> _DOCUMENT PASSAGE_:
*-*-*
The amendments tabled by the Government add significant detail to the provisions in the Bill on operational purposes—that is, the purposes for which data collected under a bulk warrant may be selected for examination. Operational purposes are an important new safeguard and we are committed to ensuring that the Bill includes as much detail as possible about how they will operate in practice. These amendments respond to amendments tabled in the House of Commons by the Intelligence and Security Committee, and they address concerns raised during the Committee stage in the Commons that operational purposes could be “general”.

The amendments would do a number of key things. They would create a requirement that the heads of the intelligence services must maintain a list of all operational purposes. The maintenance of this list would ensure that the security and intelligence agencies are able to assess and review all the operational purposes that are, or could be, specified across the full range of their bulk warrants at a particular time. This would ensure that these purposes remain up to date and relevant to the current threat picture, better enabling the agencies to identify warrants that need to be modified, adding or removing operational purposes. The maintenance of the central list would also make sure that the Investigatory Powers Commissioner is able to oversee, in one place, the full range of purposes for which a bulk warrant could authorise the examination of material.

The amendments would apply robust controls to the addition of an operational purpose to the central list, requiring that any such addition must be approved by the Secretary of State. They make clear that the Secretary of State may approve the addition of an operational purpose to that list only if satisfied that it contains more detail than the statutory grounds on which the warrant was issued, such as in the interests of national security.
*-*-*
> _CHALLENGE_: Transcribe the full passage on the Bill's operational purposes amendments word for word.

Dataset records
*-*-*
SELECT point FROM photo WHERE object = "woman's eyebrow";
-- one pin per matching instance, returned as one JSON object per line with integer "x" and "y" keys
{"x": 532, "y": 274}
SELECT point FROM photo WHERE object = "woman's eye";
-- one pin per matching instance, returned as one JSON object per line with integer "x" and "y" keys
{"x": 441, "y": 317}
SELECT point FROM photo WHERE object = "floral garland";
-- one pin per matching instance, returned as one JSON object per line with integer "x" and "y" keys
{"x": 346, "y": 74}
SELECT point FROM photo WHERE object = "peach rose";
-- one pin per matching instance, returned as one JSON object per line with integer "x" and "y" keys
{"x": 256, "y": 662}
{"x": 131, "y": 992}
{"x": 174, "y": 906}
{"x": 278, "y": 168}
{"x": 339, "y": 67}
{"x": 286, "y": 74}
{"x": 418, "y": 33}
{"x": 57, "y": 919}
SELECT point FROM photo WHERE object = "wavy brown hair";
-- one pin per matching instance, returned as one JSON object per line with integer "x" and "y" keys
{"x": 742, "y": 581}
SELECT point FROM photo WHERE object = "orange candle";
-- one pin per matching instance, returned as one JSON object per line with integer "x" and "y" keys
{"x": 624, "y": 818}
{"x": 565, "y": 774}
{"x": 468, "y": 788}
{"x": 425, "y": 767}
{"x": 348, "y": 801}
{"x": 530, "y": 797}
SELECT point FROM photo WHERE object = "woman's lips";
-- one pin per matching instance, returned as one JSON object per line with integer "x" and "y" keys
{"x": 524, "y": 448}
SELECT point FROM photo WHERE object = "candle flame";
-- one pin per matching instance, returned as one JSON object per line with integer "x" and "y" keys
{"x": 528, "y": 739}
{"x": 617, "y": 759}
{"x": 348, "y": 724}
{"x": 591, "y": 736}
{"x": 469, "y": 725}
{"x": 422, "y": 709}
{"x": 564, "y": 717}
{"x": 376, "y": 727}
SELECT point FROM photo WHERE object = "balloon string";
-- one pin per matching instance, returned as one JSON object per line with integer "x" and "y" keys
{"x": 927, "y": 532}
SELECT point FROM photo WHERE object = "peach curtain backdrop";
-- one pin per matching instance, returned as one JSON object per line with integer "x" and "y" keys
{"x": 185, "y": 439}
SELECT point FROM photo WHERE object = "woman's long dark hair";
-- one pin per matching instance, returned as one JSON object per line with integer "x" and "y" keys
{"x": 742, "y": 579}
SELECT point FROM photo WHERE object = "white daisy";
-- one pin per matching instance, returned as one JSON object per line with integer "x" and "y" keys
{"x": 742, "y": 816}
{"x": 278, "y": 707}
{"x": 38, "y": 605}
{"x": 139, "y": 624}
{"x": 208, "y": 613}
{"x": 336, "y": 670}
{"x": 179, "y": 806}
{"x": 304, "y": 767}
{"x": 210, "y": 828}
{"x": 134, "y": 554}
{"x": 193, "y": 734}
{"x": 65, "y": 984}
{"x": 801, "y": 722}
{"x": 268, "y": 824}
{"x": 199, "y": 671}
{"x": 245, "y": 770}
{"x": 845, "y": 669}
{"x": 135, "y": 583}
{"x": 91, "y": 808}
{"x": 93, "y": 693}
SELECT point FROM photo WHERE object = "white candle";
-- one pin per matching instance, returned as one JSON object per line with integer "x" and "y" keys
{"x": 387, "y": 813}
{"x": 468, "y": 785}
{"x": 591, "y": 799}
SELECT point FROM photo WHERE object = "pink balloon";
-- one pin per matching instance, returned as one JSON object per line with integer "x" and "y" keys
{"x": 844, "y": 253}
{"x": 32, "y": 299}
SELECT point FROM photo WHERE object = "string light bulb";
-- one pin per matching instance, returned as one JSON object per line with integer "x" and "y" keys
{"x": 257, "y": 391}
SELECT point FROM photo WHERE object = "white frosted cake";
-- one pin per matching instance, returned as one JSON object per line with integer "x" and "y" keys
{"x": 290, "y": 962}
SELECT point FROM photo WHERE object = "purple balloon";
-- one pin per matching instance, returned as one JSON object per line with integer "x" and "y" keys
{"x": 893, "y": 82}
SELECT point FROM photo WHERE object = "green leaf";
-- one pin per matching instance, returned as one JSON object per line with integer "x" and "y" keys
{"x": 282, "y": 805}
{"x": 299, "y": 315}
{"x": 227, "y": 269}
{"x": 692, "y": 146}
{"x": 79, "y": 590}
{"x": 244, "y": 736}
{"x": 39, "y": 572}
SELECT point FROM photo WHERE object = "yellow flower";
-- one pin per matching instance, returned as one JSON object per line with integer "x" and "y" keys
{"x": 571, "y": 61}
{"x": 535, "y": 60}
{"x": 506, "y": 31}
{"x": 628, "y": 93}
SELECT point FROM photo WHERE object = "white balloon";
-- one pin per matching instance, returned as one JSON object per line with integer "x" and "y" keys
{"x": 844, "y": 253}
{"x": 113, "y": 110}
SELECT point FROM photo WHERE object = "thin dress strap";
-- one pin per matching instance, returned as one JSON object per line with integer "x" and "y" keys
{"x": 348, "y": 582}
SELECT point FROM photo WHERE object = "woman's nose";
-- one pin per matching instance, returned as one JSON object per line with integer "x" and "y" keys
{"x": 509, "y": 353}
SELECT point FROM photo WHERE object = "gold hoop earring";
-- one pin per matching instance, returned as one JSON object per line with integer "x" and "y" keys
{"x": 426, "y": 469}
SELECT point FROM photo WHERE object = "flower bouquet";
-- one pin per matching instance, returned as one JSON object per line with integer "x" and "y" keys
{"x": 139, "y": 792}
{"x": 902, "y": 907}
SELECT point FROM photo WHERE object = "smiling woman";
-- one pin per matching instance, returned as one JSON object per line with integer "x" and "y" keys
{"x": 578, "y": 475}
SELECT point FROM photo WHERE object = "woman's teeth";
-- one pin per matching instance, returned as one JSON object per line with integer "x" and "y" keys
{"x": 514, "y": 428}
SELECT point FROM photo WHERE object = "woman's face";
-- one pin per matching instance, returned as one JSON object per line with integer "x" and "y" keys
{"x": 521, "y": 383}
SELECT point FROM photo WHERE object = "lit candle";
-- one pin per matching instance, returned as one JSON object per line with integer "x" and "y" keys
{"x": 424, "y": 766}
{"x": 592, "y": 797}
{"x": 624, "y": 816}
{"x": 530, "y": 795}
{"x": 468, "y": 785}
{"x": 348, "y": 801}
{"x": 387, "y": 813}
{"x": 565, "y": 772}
*-*-*
> _FINAL RESULT_:
The amendments tabled by the Government add significant detail to the provisions in the Bill on operational purposes—that is, the purposes for which data collected under a bulk warrant may be selected for examination. Operational purposes are an important new safeguard and we are committed to ensuring that the Bill includes as much detail as possible about how they will operate in practice. These amendments respond to amendments tabled in the House of Commons by the Intelligence and Security Committee, and they address concerns raised during the Committee stage in the Commons that operational purposes could be “general”.

The amendments would do a number of key things. They would create a requirement that the heads of the intelligence services must maintain a list of all operational purposes. The maintenance of this list would ensure that the security and intelligence agencies are able to assess and review all the operational purposes that are, or could be, specified across the full range of their bulk warrants at a particular time. This would ensure that these purposes remain up to date and relevant to the current threat picture, better enabling the agencies to identify warrants that need to be modified, adding or removing operational purposes. The maintenance of the central list would also make sure that the Investigatory Powers Commissioner is able to oversee, in one place, the full range of purposes for which a bulk warrant could authorise the examination of material.

The amendments would apply robust controls to the addition of an operational purpose to the central list, requiring that any such addition must be approved by the Secretary of State. They make clear that the Secretary of State may approve the addition of an operational purpose to that list only if satisfied that it contains more detail than the statutory grounds on which the warrant was issued, such as in the interests of national security.